- [TASK DIRECTIONS]: Could you copy the material below word for word, with every line unchanged?

- [DATASET ROWS]:
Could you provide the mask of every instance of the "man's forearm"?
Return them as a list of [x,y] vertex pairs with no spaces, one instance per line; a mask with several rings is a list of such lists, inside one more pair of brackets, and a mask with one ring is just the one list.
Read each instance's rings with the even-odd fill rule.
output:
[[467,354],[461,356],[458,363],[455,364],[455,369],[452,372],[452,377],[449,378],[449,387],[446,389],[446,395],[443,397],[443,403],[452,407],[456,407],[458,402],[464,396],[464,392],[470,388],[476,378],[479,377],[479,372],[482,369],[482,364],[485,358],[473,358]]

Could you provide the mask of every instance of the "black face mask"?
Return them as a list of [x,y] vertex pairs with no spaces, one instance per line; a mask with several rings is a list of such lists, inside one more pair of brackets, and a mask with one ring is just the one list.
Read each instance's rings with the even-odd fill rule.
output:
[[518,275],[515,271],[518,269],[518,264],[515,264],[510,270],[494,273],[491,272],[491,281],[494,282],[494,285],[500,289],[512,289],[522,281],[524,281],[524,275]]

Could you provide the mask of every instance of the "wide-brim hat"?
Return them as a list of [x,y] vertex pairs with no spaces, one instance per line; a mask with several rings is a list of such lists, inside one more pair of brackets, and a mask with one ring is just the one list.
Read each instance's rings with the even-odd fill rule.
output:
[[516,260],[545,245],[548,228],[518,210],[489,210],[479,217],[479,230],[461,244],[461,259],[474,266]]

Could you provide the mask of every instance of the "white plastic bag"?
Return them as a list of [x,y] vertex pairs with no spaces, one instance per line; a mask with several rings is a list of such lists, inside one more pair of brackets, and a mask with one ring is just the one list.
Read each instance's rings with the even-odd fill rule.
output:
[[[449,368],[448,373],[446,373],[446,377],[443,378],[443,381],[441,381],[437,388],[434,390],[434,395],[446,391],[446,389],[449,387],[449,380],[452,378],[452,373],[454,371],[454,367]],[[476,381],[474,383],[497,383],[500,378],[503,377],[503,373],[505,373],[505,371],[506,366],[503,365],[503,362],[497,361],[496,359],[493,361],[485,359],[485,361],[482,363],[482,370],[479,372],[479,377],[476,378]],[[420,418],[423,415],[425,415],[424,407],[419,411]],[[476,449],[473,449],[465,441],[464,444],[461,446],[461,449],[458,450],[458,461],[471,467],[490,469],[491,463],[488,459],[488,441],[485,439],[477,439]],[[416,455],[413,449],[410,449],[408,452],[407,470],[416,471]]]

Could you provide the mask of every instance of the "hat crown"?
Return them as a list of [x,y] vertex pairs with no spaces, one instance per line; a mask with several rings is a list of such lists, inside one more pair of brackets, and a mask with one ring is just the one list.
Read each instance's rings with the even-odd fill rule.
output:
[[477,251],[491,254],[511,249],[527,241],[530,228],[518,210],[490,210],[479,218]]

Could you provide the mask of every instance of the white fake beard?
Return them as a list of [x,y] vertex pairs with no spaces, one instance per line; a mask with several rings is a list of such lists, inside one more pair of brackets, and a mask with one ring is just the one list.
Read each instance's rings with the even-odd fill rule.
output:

- [FULL RESPONSE]:
Could you provide the mask of every instance of the "man's forearm"?
Return them as a list of [x,y] vertex pairs with no spaces, one instance per line; a mask with several rings is a list of such lists, inside one more pair of brackets, and a mask with one ring is just the one list.
Read each instance's rings with the even-odd fill rule.
output:
[[467,354],[461,356],[458,363],[455,364],[455,369],[452,372],[452,377],[449,378],[449,387],[446,389],[446,395],[443,397],[443,403],[452,407],[456,407],[458,402],[464,396],[464,392],[470,388],[476,378],[479,377],[479,372],[482,369],[482,364],[485,358],[473,358]]

Could you provide the mask of every instance of the "black face mask"?
Return them as a list of [x,y] vertex pairs with no spaces, one instance per line; a mask with several rings is a list of such lists, inside one more pair of brackets, and a mask with one ring is just the one list.
Read each instance's rings with the even-odd fill rule.
output:
[[518,275],[515,271],[518,269],[518,264],[515,264],[510,270],[494,273],[491,272],[491,281],[494,282],[494,285],[500,289],[512,289],[522,281],[524,281],[524,275]]

Could you provide the mask of every instance of the "wide-brim hat"?
Return them as a list of [x,y] vertex pairs with no spaces, one instance per line; a mask with several rings is a list of such lists, inside one more pair of brackets, and a mask with one ring is just the one list.
Read each instance's rings with the even-odd fill rule.
output:
[[516,260],[545,245],[548,228],[518,210],[489,210],[479,217],[479,230],[461,244],[461,259],[474,266]]

Could you provide the mask of every instance of the "white plastic bag"?
Return them as a list of [x,y] vertex pairs with no spaces, one instance per line; a mask with several rings is a list of such lists, inside one more pair of brackets, and a mask with one ring is just the one list.
Read each instance's rings with the even-odd fill rule.
output:
[[[449,368],[448,373],[446,373],[446,377],[443,378],[443,381],[441,381],[437,388],[434,390],[434,395],[446,391],[446,389],[449,387],[449,380],[452,378],[452,373],[454,371],[454,367]],[[476,381],[474,383],[497,383],[500,378],[503,377],[503,373],[505,373],[505,371],[506,366],[503,365],[503,362],[497,361],[496,359],[493,361],[485,359],[485,361],[482,363],[482,370],[479,372],[479,377],[476,378]],[[420,418],[423,415],[425,415],[424,407],[419,411]],[[476,449],[473,449],[465,441],[464,444],[461,446],[461,449],[458,450],[458,461],[471,467],[490,469],[491,463],[488,459],[488,441],[485,439],[477,439]],[[416,455],[413,449],[410,449],[408,452],[407,470],[416,471]]]

Could you provide the mask of every instance of the "hat crown"?
Return them as a list of [x,y] vertex pairs with no spaces, one instance per line; a mask with several rings is a list of such lists, inside one more pair of brackets, and a mask with one ring is just the one list.
Read each instance's rings with the even-odd fill rule.
output:
[[477,251],[491,254],[511,249],[527,241],[530,228],[518,210],[490,210],[479,218]]

Could you provide the mask of every instance of the white fake beard?
Return them as a list of [x,y] vertex pairs with no spaces, one instance per line; a mask with several rings is a list of such lists, inside one more pair of brackets, and a mask with one ring is just the one list.
Read each instance's rings with the even-odd fill rule.
output:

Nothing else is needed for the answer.